>> start Text block
- Overview
- Usage - Configuration options
- Reference - Parameter and detailed reference to all options
- Limitations - OS compatibility, etc.
- Development - Guide for contributing to the module
This module will manage Open XDMoD. This module works best when paired with Hiera for defining parameter values.
This module is designed so that different hosts can run the various components of Open XDMoD.
- puppet-module-xdmod 2.x supports Open XDMoD 7.5.x
- puppet-module-xdmod 3.x supports Open XDMoD 8.0.x
- puppet-module-xdmod 4.x supports Open XDMoD 8.1.x
- puppet-module-xdmod 5.x supports Open XDMoD 8.5.x
- puppet-module-xdmod 6.x supports Open XDMoD 9.0.x
- puppet-module-xdmod 7.x supports Open XDMoD 9.5.x
- puppet-module-xdmod 8.x and 9.x supports Open XDMoD 10.0.x
- puppet-module-xdmod 10.x supports Open XDMoD 10.5.x
When defining xdmod::ondemand::geoip_userid
and xdmod::ondemand::geoip_licensekey
the module trepasi/geoip is required.
This module does not support XDMOD upgrades. It's recommended to perform upgrades manually at this time.
XDMOD upgrades involve running the xdmod-upgrade
command which does not lend itself to being handled by automation.
The general process with this module for upgrades is the following:
- Upgrade all XDMOD packages
- Run
xdmod-upgrade
- Run Puppet with a version and changes specific to new XDMOD version
The mechanism to handle cron jobs was changed with 10.x of this module so that there is a single cron script that handles all the shreds and ingests. This change to cron jobs does not apply to appkernel/AKRR.
>> end Text block
>> start Extracted information
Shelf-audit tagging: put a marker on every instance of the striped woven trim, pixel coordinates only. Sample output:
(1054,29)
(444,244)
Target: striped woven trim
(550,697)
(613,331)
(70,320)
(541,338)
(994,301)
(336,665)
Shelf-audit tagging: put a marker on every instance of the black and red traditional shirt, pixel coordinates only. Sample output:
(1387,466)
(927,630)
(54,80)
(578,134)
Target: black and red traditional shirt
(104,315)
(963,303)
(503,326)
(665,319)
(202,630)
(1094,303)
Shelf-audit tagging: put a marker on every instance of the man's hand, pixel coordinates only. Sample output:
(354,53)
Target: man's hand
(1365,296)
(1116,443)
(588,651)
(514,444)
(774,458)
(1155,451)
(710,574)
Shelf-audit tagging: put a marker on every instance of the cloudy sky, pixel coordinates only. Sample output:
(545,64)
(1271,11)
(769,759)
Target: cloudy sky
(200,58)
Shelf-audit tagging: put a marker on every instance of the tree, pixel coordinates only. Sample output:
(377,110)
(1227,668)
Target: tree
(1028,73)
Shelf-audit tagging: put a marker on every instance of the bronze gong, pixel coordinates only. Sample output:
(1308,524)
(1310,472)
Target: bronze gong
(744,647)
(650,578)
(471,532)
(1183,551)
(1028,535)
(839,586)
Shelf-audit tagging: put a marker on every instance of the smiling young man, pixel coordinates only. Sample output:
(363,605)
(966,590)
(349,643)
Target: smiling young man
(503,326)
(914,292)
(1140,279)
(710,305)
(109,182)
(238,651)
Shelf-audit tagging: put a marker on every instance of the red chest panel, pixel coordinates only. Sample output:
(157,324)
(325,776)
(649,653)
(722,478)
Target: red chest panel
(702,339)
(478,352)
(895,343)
>> end Extracted information
Can you extract everything in the Open XDMoD module text above, from "- puppet-module-xdmod 2.x" down to "at this time.", word for word?

- puppet-module-xdmod 2.x supports Open XDMoD 7.5.x
- puppet-module-xdmod 3.x supports Open XDMoD 8.0.x
- puppet-module-xdmod 4.x supports Open XDMoD 8.1.x
- puppet-module-xdmod 5.x supports Open XDMoD 8.5.x
- puppet-module-xdmod 6.x supports Open XDMoD 9.0.x
- puppet-module-xdmod 7.x supports Open XDMoD 9.5.x
- puppet-module-xdmod 8.x and 9.x supports Open XDMoD 10.0.x
- puppet-module-xdmod 10.x supports Open XDMoD 10.5.x
When defining xdmod::ondemand::geoip_userid
and xdmod::ondemand::geoip_licensekey
the module trepasi/geoip is required.
This module does not support XDMOD upgrades. It's recommended to perform upgrades manually at this time.